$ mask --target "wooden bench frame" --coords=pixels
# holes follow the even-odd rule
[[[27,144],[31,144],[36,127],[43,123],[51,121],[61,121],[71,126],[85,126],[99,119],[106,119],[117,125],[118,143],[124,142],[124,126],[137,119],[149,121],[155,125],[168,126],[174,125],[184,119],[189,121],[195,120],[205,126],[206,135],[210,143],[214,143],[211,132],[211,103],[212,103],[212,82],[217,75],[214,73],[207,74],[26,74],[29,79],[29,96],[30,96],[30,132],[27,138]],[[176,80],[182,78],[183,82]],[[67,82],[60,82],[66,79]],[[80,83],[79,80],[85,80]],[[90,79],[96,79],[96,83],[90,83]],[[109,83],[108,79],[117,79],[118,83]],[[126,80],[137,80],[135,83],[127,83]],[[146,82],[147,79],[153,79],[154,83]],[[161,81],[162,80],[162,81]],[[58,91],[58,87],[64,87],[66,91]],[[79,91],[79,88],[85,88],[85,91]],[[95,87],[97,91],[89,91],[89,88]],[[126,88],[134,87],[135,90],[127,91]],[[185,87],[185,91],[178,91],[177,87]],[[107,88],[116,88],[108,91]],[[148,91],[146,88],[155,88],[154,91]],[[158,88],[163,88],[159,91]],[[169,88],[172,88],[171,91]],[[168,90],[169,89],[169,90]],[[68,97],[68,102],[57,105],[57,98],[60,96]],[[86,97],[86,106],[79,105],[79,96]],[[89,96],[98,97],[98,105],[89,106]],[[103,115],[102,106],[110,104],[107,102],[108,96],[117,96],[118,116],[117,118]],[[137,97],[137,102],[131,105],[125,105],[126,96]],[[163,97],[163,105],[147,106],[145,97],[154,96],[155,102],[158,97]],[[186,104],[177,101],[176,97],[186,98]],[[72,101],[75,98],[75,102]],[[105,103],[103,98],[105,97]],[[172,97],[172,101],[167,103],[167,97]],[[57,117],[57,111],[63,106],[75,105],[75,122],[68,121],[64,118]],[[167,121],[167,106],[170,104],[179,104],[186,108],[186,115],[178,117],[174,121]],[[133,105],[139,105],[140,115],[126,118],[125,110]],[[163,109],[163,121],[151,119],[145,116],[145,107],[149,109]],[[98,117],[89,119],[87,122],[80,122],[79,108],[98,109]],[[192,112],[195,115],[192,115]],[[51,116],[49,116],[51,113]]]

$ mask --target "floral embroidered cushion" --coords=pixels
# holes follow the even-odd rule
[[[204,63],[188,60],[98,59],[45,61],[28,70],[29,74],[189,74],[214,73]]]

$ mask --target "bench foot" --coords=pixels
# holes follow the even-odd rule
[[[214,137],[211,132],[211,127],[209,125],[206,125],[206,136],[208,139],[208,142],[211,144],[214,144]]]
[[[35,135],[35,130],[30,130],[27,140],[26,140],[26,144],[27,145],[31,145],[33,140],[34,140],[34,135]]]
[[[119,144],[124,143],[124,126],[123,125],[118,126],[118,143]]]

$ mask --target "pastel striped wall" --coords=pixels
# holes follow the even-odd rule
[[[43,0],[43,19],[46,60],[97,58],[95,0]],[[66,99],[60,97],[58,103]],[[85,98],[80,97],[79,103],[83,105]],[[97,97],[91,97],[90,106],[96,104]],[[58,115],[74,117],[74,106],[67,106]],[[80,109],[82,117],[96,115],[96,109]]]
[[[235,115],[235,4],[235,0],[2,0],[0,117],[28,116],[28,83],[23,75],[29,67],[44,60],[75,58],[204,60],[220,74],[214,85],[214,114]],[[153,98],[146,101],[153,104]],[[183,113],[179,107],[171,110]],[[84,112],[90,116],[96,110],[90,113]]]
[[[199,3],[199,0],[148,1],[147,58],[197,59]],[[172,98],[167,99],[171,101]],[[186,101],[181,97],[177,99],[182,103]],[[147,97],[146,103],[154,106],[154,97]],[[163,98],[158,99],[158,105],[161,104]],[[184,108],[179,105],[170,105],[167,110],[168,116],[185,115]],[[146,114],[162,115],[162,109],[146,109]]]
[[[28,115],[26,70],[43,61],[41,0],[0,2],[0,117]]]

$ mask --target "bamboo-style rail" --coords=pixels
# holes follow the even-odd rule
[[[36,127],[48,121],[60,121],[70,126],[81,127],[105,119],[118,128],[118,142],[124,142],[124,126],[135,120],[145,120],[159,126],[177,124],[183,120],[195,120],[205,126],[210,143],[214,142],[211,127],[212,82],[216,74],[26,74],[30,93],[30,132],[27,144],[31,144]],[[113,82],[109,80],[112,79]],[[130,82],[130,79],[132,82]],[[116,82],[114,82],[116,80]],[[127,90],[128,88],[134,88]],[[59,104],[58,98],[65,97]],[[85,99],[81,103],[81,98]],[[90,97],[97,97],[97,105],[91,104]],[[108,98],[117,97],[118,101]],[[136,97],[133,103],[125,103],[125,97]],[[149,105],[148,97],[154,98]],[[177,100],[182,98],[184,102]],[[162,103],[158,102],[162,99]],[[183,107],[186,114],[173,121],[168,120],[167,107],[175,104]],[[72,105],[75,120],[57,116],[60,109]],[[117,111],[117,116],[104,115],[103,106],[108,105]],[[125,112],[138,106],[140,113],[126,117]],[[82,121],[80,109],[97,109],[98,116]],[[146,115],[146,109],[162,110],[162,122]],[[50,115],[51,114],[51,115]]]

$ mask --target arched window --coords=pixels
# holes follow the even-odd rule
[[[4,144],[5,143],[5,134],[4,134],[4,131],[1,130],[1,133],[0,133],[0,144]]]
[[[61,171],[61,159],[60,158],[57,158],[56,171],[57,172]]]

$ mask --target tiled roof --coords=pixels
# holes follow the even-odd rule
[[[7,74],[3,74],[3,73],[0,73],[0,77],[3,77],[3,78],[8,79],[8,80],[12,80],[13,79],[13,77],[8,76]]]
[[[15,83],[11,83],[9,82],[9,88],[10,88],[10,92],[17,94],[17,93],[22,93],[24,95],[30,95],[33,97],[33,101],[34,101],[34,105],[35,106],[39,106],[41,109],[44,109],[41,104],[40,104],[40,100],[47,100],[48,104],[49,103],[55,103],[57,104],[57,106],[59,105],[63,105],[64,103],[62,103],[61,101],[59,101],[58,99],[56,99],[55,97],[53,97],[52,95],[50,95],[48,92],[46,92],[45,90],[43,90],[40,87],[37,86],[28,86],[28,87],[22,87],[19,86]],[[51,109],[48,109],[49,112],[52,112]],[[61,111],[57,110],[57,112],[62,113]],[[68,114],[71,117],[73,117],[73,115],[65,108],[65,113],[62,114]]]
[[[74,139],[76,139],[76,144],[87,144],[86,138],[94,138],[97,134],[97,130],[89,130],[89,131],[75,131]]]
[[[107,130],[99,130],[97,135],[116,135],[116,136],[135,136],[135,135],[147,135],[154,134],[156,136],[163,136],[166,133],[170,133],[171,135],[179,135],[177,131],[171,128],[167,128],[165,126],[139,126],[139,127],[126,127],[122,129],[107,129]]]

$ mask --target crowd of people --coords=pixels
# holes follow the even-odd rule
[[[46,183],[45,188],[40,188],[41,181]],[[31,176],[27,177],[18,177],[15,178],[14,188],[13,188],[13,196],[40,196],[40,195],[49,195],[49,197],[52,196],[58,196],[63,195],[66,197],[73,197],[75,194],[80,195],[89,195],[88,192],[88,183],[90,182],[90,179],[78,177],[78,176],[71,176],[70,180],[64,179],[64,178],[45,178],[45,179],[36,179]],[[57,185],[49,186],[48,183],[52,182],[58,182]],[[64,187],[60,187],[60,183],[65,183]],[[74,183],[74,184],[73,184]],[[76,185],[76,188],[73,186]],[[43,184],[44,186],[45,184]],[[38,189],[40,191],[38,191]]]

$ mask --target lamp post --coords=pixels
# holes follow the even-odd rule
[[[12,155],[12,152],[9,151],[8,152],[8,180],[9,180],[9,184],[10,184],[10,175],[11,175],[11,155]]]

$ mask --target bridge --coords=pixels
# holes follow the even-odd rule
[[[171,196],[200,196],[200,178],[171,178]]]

● ● ●

→ **AIM**: Copy exactly the lines of the listing above, beginning at the line with "of people --coords=pixels" and ending at its final line; write out nothing else.

→ **ANSWER FOR THE TASK**:
$ mask --target crowd of people --coords=pixels
# holes follow the even-odd rule
[[[46,183],[45,188],[40,188],[41,181]],[[31,176],[27,177],[18,177],[15,178],[14,188],[13,188],[13,196],[40,196],[40,195],[49,195],[49,197],[52,196],[58,196],[63,195],[66,197],[73,197],[75,194],[80,195],[89,195],[88,192],[88,183],[90,182],[90,179],[78,177],[78,176],[71,176],[70,180],[64,179],[64,178],[45,178],[45,179],[36,179]],[[57,185],[49,186],[48,183],[52,182],[58,182]],[[64,187],[60,187],[60,183],[65,183]],[[74,183],[74,184],[73,184]],[[76,185],[76,188],[73,186]],[[43,184],[44,186],[45,184]],[[38,189],[40,191],[38,191]]]

$ mask --target lamp post --coords=pixels
# holes follow the even-odd rule
[[[12,155],[12,152],[9,151],[8,152],[8,180],[9,180],[9,184],[10,184],[10,175],[11,175],[11,155]]]

$ mask --target bridge --coords=pixels
# holes follow the even-odd rule
[[[171,196],[200,196],[200,178],[171,178]]]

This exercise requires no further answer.